> _Listed entries_
▬▬▬
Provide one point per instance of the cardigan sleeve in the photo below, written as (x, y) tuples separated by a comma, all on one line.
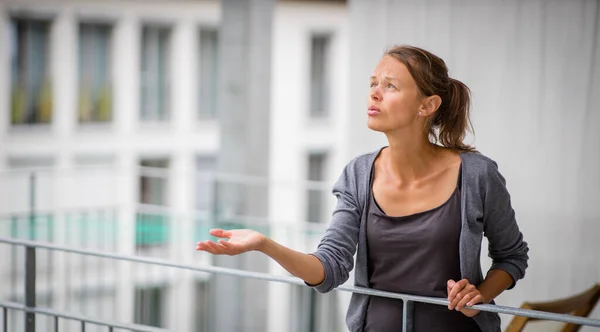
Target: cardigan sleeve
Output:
[(337, 247), (507, 249)]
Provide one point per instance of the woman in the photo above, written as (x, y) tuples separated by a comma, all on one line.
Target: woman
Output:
[(415, 210)]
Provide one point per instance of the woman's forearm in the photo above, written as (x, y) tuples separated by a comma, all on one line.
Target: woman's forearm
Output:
[(304, 266), (496, 282)]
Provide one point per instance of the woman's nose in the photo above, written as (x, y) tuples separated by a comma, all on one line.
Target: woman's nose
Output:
[(375, 94)]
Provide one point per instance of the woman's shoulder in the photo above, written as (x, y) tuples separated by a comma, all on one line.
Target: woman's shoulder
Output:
[(479, 166), (362, 164)]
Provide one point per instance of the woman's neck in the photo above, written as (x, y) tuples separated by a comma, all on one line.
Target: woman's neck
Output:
[(410, 159)]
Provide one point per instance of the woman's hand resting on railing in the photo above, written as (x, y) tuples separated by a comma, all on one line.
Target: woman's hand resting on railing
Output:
[(239, 241)]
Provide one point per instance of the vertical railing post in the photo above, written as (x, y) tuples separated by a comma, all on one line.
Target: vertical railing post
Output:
[(30, 287), (30, 264), (407, 316)]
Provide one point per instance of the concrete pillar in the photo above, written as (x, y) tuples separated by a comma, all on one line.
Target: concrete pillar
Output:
[(243, 106), (126, 80)]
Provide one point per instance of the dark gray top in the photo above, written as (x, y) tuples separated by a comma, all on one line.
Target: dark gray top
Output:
[(485, 208), (414, 254)]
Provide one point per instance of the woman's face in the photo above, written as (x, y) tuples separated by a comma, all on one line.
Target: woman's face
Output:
[(394, 100)]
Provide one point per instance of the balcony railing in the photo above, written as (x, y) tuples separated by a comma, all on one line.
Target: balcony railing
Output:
[(31, 309)]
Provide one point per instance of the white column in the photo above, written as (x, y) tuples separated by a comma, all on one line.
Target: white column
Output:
[(125, 55), (63, 49), (64, 70), (5, 73), (184, 52), (126, 81)]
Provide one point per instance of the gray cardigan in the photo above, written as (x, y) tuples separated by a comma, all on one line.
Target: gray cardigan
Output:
[(486, 209)]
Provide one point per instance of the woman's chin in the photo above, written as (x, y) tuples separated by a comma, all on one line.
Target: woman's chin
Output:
[(373, 125)]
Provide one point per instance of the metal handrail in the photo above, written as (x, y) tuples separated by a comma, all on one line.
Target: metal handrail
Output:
[(83, 319), (296, 281)]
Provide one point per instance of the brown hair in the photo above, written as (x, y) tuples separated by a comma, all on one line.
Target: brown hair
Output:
[(450, 124)]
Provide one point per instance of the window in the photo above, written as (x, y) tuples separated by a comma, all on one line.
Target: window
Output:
[(149, 305), (319, 85), (155, 71), (31, 90), (152, 228), (316, 172), (209, 53), (204, 186), (95, 90)]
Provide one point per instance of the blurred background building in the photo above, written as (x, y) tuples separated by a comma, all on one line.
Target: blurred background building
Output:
[(136, 126)]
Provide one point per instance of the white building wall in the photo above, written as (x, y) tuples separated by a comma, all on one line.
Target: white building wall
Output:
[(120, 144)]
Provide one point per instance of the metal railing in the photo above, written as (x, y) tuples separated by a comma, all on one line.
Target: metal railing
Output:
[(30, 307), (56, 316)]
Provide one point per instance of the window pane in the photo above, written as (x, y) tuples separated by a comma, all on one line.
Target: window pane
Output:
[(208, 73), (31, 93), (316, 172), (155, 73), (319, 88), (95, 91)]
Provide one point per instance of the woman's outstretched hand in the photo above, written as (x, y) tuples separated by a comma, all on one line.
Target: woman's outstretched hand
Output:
[(239, 241)]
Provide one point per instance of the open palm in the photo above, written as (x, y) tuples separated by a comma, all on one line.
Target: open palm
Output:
[(240, 241)]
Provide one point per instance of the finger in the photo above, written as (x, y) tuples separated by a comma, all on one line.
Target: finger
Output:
[(220, 233), (456, 288), (463, 301), (200, 246), (454, 302), (476, 299), (230, 247), (449, 285), (214, 248)]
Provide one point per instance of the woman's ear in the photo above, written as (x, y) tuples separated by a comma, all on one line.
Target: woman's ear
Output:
[(430, 105)]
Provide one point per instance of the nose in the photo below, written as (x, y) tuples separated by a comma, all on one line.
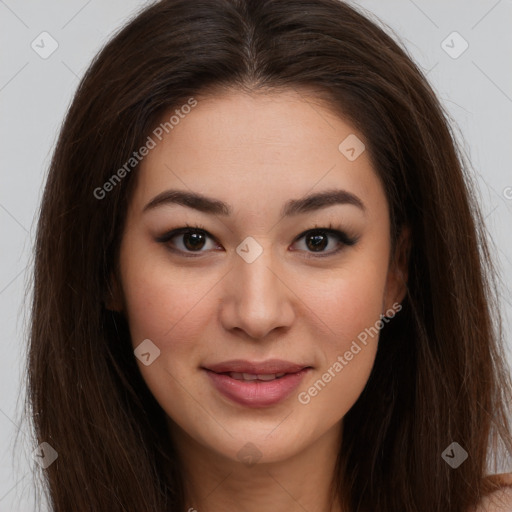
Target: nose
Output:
[(257, 297)]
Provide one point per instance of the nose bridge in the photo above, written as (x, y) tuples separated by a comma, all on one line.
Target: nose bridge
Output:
[(259, 299)]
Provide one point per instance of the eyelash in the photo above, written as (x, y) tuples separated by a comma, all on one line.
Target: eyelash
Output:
[(343, 238)]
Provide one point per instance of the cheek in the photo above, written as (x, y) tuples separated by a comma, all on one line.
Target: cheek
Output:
[(164, 302)]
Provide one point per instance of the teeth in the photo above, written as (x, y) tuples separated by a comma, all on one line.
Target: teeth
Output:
[(250, 376)]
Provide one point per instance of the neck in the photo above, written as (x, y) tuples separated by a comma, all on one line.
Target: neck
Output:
[(301, 482)]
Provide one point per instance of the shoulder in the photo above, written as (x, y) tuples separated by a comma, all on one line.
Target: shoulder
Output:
[(498, 494)]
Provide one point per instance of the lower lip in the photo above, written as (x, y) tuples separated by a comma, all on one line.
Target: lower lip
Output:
[(257, 393)]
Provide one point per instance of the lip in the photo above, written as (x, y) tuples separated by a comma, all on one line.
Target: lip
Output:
[(268, 366), (257, 393)]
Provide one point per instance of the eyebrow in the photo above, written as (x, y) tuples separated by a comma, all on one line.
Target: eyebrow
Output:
[(309, 203)]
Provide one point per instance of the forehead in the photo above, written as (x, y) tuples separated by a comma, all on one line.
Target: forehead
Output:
[(251, 148)]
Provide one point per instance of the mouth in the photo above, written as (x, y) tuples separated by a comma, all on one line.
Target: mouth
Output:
[(256, 384)]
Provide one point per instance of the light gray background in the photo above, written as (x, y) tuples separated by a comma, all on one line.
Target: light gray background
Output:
[(35, 93)]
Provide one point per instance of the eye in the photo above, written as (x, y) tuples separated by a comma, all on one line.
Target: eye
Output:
[(192, 239), (318, 239)]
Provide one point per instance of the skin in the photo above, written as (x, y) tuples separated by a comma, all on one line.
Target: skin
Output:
[(255, 152)]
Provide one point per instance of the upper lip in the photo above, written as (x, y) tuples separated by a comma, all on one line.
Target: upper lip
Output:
[(270, 366)]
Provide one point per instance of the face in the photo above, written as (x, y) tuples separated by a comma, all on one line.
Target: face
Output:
[(266, 276)]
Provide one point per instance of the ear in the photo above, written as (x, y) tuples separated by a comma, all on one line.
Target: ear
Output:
[(396, 283), (114, 299)]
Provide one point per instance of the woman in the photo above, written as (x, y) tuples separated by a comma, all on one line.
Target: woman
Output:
[(261, 276)]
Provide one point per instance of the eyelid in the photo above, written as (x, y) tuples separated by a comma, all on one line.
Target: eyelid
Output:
[(343, 239)]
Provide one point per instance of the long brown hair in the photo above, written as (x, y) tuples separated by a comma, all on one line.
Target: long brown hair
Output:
[(439, 375)]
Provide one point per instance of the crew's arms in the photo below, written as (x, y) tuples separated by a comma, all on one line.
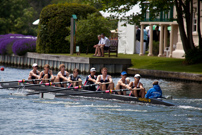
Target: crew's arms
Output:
[(40, 75), (124, 85), (148, 94), (61, 76), (141, 86), (91, 79), (110, 79), (51, 74), (31, 73)]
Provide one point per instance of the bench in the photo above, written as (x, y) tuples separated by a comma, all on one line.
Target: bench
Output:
[(112, 49)]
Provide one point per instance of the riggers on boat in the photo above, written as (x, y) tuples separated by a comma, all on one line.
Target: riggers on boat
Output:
[(75, 91)]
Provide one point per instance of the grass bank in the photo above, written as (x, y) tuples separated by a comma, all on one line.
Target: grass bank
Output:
[(154, 63)]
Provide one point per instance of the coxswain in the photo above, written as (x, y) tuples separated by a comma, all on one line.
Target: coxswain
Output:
[(34, 74), (46, 75), (91, 79), (105, 80), (62, 76), (123, 83), (137, 84), (75, 79), (154, 92)]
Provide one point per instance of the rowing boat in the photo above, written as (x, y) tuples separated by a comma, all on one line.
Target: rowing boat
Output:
[(72, 92)]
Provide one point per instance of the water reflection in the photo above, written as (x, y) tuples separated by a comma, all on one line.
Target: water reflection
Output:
[(31, 115)]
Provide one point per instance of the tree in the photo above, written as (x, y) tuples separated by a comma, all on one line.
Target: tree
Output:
[(16, 16), (88, 29), (184, 10)]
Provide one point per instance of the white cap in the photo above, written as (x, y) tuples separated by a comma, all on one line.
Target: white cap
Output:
[(127, 78), (137, 76), (34, 65), (92, 69)]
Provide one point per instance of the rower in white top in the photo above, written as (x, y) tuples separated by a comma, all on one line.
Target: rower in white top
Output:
[(105, 43), (105, 80), (62, 76), (123, 83), (34, 74), (137, 84)]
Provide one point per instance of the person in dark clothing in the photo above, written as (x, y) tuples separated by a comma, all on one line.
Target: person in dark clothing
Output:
[(91, 79), (138, 33), (154, 92), (156, 34)]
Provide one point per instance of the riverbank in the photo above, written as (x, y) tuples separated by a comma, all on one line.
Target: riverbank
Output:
[(155, 67), (153, 63)]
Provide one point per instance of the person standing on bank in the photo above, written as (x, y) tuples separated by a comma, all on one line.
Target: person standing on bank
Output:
[(105, 43), (91, 79), (34, 74), (154, 92), (156, 34)]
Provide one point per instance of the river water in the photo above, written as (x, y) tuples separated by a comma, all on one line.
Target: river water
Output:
[(20, 115)]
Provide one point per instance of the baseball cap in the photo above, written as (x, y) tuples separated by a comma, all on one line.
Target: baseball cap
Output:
[(137, 76), (92, 69), (34, 65), (123, 73)]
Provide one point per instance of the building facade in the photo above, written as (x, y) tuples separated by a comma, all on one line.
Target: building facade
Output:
[(164, 21)]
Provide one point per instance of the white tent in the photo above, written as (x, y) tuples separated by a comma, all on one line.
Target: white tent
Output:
[(36, 22), (127, 38), (135, 9)]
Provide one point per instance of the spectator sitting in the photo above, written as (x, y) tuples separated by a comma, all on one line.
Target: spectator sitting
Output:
[(105, 43), (97, 47)]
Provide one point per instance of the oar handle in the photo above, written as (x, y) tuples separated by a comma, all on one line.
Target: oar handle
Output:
[(23, 80)]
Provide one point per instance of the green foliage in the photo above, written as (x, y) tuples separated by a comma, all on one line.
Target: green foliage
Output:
[(88, 29), (193, 56), (53, 22), (123, 6), (155, 48), (16, 16)]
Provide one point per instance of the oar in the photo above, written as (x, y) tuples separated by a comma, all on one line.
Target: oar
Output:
[(61, 89), (106, 91), (30, 85), (23, 80)]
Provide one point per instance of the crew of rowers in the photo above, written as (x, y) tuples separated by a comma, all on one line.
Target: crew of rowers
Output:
[(104, 81)]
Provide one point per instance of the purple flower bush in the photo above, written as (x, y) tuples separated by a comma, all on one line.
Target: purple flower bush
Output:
[(22, 44), (21, 47)]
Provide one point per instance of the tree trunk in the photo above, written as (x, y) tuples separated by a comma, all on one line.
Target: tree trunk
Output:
[(199, 24), (189, 22), (180, 21)]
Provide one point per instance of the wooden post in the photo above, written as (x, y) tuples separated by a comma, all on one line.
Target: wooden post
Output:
[(72, 37), (151, 41), (141, 40), (161, 42)]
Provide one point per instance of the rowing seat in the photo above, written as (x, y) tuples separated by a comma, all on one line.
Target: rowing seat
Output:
[(113, 48)]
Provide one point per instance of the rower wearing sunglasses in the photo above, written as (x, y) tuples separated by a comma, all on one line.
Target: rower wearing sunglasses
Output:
[(137, 84), (34, 74)]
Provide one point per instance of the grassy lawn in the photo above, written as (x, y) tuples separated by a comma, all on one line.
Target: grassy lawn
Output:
[(154, 63)]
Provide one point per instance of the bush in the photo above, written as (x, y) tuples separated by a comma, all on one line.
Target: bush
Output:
[(54, 20), (88, 29), (193, 56), (17, 43), (21, 47), (6, 42), (155, 48)]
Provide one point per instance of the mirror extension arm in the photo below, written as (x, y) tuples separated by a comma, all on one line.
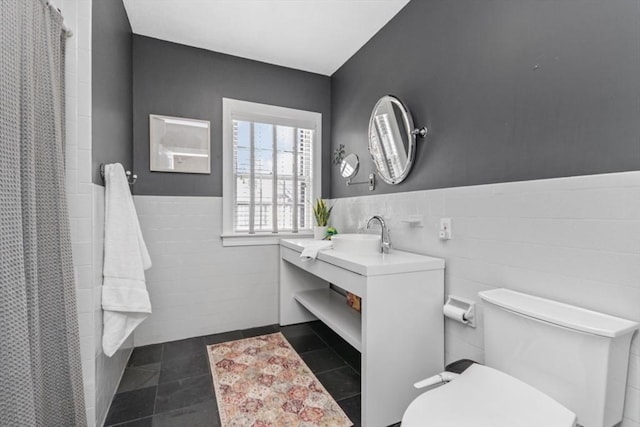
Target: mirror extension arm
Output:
[(371, 181)]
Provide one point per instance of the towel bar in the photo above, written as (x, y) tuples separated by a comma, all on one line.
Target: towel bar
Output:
[(131, 177)]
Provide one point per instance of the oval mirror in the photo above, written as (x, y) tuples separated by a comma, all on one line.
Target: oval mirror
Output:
[(392, 139), (349, 166)]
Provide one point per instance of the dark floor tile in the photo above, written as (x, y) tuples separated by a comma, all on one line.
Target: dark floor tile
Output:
[(146, 355), (306, 343), (223, 337), (185, 367), (300, 329), (137, 377), (322, 360), (183, 348), (347, 352), (260, 330), (341, 383), (183, 393), (201, 415), (142, 422), (131, 405), (352, 406)]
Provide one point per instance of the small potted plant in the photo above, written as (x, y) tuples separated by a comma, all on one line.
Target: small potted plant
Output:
[(322, 212)]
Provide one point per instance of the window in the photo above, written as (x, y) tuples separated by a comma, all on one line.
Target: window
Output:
[(271, 173)]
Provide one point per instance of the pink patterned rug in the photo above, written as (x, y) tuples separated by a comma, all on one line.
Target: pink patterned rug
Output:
[(262, 382)]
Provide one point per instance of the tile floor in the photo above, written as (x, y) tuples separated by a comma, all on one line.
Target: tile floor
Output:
[(170, 384)]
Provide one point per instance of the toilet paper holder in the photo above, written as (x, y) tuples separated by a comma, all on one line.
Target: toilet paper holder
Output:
[(461, 310)]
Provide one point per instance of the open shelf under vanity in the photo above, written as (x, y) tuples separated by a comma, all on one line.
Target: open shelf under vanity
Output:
[(331, 308), (400, 331)]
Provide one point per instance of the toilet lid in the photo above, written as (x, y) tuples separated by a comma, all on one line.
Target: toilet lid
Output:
[(485, 397)]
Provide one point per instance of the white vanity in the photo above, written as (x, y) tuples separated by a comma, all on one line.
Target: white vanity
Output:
[(400, 333)]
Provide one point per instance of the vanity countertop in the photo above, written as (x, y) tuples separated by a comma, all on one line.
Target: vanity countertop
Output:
[(370, 264)]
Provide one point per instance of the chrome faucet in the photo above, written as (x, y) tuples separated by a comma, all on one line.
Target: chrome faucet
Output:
[(385, 236)]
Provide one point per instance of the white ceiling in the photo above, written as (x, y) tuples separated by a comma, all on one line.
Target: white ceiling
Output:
[(310, 35)]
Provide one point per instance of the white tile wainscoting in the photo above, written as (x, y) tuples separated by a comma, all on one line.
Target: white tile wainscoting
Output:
[(575, 240), (197, 286)]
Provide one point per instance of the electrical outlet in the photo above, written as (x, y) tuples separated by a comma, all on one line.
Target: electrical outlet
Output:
[(445, 228)]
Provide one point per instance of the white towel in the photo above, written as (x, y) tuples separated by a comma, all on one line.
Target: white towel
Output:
[(312, 248), (125, 301)]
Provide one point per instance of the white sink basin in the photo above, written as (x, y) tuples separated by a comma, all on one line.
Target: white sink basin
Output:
[(356, 243)]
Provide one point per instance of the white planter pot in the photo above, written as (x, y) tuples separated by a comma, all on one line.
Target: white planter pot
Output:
[(319, 233)]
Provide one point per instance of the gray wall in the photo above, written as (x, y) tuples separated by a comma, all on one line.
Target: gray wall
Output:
[(510, 90), (112, 112), (176, 80)]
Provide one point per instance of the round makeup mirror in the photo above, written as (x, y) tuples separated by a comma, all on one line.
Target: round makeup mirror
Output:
[(392, 139), (349, 166)]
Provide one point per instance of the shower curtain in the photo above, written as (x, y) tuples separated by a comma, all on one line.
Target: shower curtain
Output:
[(40, 371)]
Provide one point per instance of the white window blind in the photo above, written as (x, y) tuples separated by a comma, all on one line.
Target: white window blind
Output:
[(271, 172), (273, 177)]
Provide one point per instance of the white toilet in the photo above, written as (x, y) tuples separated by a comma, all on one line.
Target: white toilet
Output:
[(548, 364)]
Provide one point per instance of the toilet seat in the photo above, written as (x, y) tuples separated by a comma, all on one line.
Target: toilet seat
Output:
[(485, 397)]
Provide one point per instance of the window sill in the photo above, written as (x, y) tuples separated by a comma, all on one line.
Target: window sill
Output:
[(260, 239)]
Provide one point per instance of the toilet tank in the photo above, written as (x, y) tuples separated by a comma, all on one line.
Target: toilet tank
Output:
[(578, 357)]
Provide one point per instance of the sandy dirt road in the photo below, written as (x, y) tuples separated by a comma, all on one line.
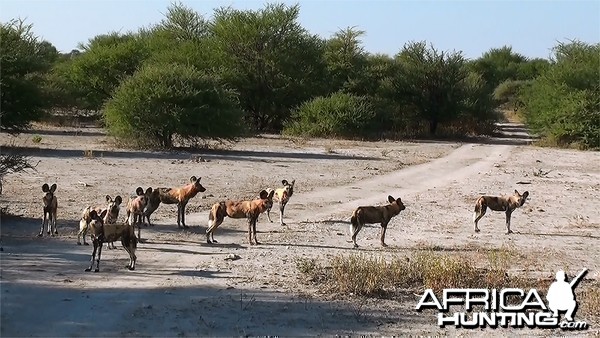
▬▬▬
> _Task requirements_
Rewrite every line from the start of the items through the line containing "[(394, 100)]", and multiply each coordinate in the answers by 0.6, rounding to whole numbers with halves rounded up. Keep all other text as it is, and leave the pictures out.

> _Expected answer_
Provide one point per instance of the cardigan sleeve in the photo below, written as (x, y) tuples separated by a comma, all on one line.
Target: cardigan sleeve
Output:
[(202, 148), (304, 149)]
Provide one point per instance of the woman in the photo above, written as (x, y) tuples separated by a comma, all on one line.
Target: woman
Output:
[(249, 126)]
Provide one point per instance of the woman's forearm in the photo above, written as (x, y) tuples separated by a comma, all on one line.
Target: woman's forearm
Output:
[(182, 160), (298, 169)]
Provide one point per instance of the woman's nose in the photo above, written as (x, y) tuples separated by a comma, all on one line.
Target: woman's nose
Output:
[(225, 56)]
Provide one point per instance of the woman's shoulder in the photo above, written as (x, y) tuples separated by a comma, all on one line.
Target: woman's shoulder
Output:
[(287, 100), (217, 98)]
Provide one point per instance of the woman's neck in the photo above, written as (x, y) tuples separated by a comma, all on one line.
Target: woman's neck
Output:
[(246, 95)]
Provide one point per instance of the woman's hand resting on railing in the photo above, written as (x, y) tuples separated by a comma, all on one line.
Target: woman's hand resting on railing
Output:
[(143, 145)]
Provide one point per instance of the vertical railing post in the photo above, written as (x, y) tuples separated by a comma, all on one line.
Target: vertical railing post
Output:
[(18, 172), (18, 158), (244, 190)]
Provide one point per instance of the concrete pillar in the photo above, written as (x, y) tuples separated by a comma, all on one line.
Target: concrete pillar
Output:
[(146, 64), (76, 48)]
Provide one point per instance of the dark gray top in the photo above, written as (x, y) tuples separated by a comma, all on one line.
Target: dark gray top
Output:
[(291, 125), (248, 152)]
Provide one point per instance of the woman's face in the photo above, written as (x, y) tuples separated by a comma, all on one line.
Target: woman's face
Output:
[(236, 60)]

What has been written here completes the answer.